### AIM
Please lay out the rows from the one containing "Please place a point on the small" through the one containing "Please place a point on the wake" as a JSON list of strings, one string per row, with blank rows left out.

### RECORDS TO USE
-- START --
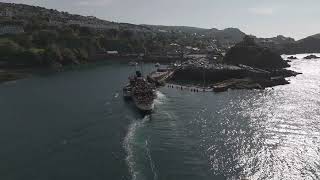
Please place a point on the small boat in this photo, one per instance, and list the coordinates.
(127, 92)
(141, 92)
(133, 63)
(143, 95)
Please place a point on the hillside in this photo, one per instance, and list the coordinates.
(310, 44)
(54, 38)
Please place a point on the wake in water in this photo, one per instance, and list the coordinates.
-- END --
-- START --
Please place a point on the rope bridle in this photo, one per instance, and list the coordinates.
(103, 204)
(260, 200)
-- END --
-- START --
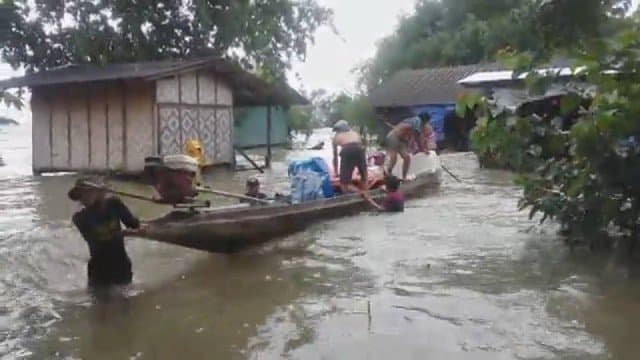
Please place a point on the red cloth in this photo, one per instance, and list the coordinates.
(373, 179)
-- END --
### COMPLETE OUTPUT
[
  "Please place a point on the small boat in this photo, one per instance, and list the coordinates.",
  "(127, 92)",
  "(141, 92)",
  "(133, 63)",
  "(143, 95)",
  "Please place a point on the hillside in this photo, one per instance, and list the coordinates.",
  "(310, 44)",
  "(54, 38)",
  "Please place a point on the wake in water in this photo, one per instance, and list the coordinates."
]